Objective. Express every one of the lines below as a JSON list of strings, one string per line, omitting blank lines and leaving out the pictures.

-- BEGIN --

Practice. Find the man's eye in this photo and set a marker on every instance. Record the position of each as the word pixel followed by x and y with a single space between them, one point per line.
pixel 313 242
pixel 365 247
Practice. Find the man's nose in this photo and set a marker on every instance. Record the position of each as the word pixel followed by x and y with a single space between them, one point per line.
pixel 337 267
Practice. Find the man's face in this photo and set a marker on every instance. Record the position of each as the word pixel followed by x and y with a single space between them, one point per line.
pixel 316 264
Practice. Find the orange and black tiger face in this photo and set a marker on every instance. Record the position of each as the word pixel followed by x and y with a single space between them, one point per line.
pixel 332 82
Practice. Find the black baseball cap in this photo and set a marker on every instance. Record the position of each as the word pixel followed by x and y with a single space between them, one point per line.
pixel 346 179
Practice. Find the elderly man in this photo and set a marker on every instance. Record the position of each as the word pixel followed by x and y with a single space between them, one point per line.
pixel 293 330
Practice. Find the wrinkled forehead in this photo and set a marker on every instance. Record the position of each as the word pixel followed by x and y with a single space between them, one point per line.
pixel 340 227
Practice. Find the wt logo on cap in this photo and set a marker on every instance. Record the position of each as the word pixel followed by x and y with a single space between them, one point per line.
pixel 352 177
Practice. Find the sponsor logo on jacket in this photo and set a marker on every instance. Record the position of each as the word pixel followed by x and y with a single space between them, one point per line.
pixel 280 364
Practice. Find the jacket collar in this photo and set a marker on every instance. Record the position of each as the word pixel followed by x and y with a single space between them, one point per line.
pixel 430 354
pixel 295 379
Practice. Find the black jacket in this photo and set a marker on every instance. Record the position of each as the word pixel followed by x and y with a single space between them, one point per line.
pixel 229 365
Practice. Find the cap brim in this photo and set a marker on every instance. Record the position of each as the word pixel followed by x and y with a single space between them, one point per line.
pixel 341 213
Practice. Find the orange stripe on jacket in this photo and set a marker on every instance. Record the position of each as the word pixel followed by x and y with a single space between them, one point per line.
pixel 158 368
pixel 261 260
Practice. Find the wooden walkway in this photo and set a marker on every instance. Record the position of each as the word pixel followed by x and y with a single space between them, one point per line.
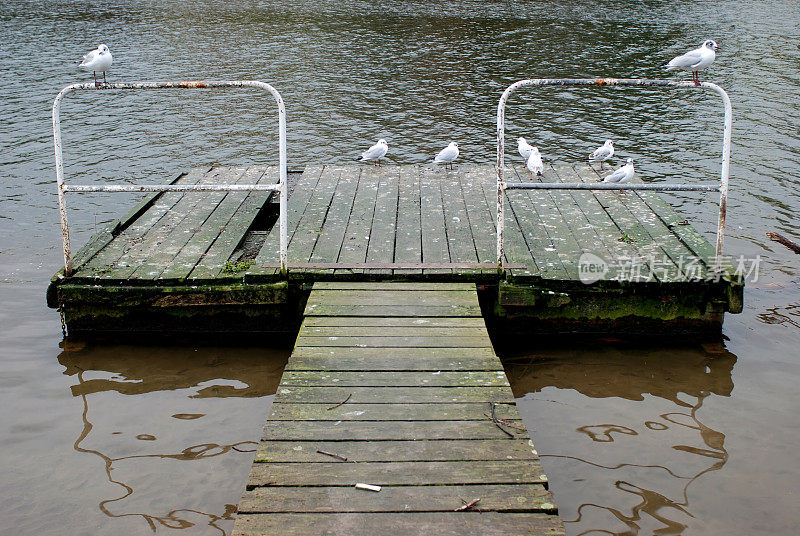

-- END --

The output.
[
  "Practice. Find the man's eye in this photo and set a marker on every instance. Record the position of each as the word pixel followed by x and y with a single space between them, one point per line.",
  "pixel 313 242",
  "pixel 365 247",
  "Practice. Find the man's nose in this photo and set a marker on every instance. Record the position of each as the word pixel followed by x and y with a single space between them, one point per line.",
  "pixel 337 267",
  "Practice. Find the man's face in this photo and set a marker on every instance. Record the position of each as the word pixel followed by x and y with a single space between them, one point per line.",
  "pixel 316 264",
  "Practice. Find the orange and black tiger face in this photo and set a marker on every instance. Record the position of each as the word pixel followed by x and y with a single space between them, one point per line.",
  "pixel 332 82",
  "Practice. Find the black baseball cap in this photo and set a marker on every instance. Record the position of each as the word pixel followed by x and y with a single space between them, one point per line.",
  "pixel 346 179",
  "Practice. Find the elderly man in this photo and set a marker on every instance. Record the position of each as the word pixel followed by x and y with a single space between them, one point per line.",
  "pixel 293 330",
  "Practice. Find the wrinkled forehead in this photo and set a marker on every instance. Record the position of each as the word pixel followed by x and y with a single space between them, one point per line.",
  "pixel 340 227",
  "Practice. Find the wt logo on cap in this photo and set a marker on every instance. Record the position of each as the word pixel followed by x and y with a single space between them, one point per line.",
  "pixel 352 177",
  "Practice. Find the sponsor logo on jacket in this photo and set a marker on every instance. Record the position of each as the word pixel followed by x and y with a single space between them, one point per line.",
  "pixel 280 364",
  "Practice. Find the jacket collar in this photo and set a marker on every instance. Record the position of each as the word pixel followed by x and y with a single space between them, one point per line.",
  "pixel 430 354",
  "pixel 295 379",
  "Practice. Find the black jacket in this photo and set a marker on every instance. Record the position of each as the word pixel followed by x and y with a single space between them, one point per line.",
  "pixel 229 365",
  "Practice. Find the cap brim in this photo and set a marker on every instance. Record the position of each as the word pixel followed by x and y with a single space between them, one point per line.",
  "pixel 341 213",
  "Practice. Find the orange stripe on jacket in this photo and set a marker on every instance. Record the position of each as the word pixel followed by x and y with a single space between them, one point per line.",
  "pixel 158 368",
  "pixel 261 260",
  "Practice. Find the wooden walkway in this photo and set a marker on every instance. Record the position of each as the word pixel followed by x and y with a single space between them, one point per line."
]